### Exercise instructions
Reproduce every line of the listing below from the line containing "Category: duck's yellow beak" down to the line containing "pixel 325 56", including both of those lines.
>> BEGIN Extracted entries
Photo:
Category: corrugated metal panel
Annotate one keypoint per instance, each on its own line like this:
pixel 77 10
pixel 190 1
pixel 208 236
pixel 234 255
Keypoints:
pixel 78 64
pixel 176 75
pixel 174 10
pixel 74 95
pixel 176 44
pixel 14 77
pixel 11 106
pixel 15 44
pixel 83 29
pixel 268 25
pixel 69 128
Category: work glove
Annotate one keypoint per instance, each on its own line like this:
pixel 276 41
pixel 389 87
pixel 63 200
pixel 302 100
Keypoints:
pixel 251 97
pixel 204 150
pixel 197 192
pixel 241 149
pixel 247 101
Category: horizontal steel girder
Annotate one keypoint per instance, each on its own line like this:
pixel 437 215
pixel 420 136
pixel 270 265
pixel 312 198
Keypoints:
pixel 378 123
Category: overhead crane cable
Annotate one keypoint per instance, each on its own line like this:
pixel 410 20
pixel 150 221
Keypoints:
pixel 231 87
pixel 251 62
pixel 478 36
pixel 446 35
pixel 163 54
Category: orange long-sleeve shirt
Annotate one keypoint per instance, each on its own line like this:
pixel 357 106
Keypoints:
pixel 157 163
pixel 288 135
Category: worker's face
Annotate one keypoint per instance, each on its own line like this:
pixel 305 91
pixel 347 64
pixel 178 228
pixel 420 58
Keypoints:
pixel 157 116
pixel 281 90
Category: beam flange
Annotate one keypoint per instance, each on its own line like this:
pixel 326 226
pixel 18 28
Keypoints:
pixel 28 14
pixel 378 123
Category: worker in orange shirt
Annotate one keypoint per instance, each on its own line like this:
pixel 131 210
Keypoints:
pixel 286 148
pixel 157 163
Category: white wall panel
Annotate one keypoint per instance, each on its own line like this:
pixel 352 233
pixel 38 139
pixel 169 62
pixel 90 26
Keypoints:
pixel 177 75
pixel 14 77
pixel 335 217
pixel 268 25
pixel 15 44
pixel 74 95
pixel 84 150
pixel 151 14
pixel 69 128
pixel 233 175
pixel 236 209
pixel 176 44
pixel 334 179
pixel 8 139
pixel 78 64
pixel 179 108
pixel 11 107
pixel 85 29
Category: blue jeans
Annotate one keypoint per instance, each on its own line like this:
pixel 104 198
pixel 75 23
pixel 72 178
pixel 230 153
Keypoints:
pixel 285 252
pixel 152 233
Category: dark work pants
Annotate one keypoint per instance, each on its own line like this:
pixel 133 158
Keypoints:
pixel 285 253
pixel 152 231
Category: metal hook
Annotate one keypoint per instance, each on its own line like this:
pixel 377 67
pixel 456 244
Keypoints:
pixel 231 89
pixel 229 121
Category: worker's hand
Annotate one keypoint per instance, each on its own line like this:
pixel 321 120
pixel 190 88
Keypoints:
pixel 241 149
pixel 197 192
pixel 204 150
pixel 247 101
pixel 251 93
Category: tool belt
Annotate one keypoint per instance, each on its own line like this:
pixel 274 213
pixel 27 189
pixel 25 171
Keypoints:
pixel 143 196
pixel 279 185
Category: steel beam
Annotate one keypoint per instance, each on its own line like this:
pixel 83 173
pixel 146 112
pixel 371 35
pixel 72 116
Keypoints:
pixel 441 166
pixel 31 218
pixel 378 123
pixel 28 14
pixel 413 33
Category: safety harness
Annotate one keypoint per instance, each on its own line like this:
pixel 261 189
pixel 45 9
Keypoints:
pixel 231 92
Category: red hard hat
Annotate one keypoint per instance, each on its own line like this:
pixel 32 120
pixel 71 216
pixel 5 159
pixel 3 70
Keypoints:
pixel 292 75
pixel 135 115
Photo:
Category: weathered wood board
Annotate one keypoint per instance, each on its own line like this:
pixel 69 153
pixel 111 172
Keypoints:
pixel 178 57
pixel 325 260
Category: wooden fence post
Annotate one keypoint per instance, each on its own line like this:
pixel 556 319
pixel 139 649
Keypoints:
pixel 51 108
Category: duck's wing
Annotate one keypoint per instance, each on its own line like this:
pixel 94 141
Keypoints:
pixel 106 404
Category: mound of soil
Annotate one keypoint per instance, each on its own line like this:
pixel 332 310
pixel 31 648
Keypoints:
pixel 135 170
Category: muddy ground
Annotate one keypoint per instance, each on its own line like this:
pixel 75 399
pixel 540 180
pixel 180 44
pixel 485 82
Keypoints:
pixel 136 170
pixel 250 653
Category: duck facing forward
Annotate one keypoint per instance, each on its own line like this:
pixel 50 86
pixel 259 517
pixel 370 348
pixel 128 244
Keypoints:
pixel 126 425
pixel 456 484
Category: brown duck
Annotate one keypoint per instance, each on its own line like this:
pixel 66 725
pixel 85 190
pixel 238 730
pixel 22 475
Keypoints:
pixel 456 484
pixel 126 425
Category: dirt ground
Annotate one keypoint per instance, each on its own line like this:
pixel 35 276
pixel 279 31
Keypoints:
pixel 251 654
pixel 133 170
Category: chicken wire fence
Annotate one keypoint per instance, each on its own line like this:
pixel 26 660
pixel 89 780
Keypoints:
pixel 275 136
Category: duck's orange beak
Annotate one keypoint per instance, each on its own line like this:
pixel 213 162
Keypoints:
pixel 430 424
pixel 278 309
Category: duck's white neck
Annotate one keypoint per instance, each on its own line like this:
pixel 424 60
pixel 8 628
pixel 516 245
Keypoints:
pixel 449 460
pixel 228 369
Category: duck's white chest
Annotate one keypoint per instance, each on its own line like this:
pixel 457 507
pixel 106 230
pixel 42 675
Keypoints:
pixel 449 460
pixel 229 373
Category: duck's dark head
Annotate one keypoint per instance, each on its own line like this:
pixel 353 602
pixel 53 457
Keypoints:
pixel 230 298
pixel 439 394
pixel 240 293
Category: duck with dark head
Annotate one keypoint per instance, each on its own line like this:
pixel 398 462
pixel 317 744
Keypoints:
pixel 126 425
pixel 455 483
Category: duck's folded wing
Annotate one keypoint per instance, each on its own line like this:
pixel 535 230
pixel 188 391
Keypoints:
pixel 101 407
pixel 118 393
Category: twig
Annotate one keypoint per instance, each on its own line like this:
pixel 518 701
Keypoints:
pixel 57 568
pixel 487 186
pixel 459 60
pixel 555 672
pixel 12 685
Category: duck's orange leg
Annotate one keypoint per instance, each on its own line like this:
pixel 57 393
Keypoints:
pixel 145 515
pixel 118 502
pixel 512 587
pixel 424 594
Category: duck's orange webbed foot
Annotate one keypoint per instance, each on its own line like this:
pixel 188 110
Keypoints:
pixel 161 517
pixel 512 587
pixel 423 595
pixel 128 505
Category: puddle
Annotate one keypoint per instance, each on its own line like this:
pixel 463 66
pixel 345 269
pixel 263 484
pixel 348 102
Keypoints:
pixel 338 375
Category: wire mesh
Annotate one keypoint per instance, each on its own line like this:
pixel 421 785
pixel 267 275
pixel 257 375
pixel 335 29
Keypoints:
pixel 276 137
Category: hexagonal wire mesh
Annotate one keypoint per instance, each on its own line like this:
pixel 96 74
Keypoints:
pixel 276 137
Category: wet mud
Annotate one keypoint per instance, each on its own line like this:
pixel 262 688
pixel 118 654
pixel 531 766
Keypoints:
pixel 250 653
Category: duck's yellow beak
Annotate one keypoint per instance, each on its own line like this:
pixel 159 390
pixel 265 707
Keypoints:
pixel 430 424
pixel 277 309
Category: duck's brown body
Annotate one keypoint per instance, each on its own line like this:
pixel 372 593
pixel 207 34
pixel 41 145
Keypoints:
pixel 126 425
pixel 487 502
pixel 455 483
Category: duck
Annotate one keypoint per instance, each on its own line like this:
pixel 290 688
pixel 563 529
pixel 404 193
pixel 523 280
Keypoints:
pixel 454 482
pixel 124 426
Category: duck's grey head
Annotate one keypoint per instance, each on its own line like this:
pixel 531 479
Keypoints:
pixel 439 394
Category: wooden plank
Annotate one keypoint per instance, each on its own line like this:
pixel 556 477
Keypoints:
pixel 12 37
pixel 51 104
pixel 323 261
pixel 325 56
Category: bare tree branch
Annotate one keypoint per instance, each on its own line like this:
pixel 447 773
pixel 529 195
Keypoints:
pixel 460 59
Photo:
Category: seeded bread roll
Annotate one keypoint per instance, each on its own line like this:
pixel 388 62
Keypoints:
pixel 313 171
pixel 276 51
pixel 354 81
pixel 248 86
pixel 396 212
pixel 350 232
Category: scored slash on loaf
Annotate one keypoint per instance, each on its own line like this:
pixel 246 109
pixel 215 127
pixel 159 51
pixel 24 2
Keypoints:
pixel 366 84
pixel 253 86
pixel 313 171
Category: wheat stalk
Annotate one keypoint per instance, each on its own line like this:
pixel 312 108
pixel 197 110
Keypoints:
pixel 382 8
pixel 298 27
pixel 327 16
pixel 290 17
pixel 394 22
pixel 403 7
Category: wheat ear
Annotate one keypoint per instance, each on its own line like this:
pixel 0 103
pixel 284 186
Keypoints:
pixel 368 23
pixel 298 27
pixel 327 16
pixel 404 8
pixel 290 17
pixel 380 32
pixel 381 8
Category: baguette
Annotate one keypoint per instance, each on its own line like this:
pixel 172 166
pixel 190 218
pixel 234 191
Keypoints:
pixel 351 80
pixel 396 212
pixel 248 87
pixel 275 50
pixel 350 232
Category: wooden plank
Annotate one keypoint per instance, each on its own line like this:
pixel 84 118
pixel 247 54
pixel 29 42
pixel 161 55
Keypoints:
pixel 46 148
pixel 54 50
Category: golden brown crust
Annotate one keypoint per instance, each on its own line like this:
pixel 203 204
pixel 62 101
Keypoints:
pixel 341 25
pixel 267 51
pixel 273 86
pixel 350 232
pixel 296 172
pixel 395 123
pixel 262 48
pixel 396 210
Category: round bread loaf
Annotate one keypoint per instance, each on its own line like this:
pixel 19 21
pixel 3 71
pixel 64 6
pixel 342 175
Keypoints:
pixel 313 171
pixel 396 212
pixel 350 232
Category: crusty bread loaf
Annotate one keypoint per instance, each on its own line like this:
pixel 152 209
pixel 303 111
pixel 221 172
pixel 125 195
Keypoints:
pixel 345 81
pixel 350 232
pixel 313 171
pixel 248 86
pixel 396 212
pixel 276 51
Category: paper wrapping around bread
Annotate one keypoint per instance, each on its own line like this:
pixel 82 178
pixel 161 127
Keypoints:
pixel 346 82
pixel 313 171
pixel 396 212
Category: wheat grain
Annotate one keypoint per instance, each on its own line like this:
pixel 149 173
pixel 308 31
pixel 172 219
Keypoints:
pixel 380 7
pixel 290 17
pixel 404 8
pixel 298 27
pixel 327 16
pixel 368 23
>> END Extracted entries
### Response
Category: duck's yellow beak
Annotate one keypoint per instance, each on its own line like this:
pixel 159 390
pixel 265 707
Keypoints:
pixel 430 424
pixel 277 309
Category: duck's brown body
Annotate one keypoint per instance, each on its own line like this:
pixel 372 593
pixel 207 34
pixel 41 145
Keypoints:
pixel 126 425
pixel 487 502
pixel 455 483
Category: duck
Annotate one keypoint per instance, each on its own line like this:
pixel 290 688
pixel 563 529
pixel 404 193
pixel 523 280
Keypoints:
pixel 454 482
pixel 124 426
Category: duck's grey head
Annotate one keypoint per instance, each on its own line like this:
pixel 531 479
Keypoints:
pixel 439 394
Category: wooden plank
Annotate one keypoint per instance, each on its own line like this:
pixel 556 477
Keypoints:
pixel 12 37
pixel 51 104
pixel 323 261
pixel 325 56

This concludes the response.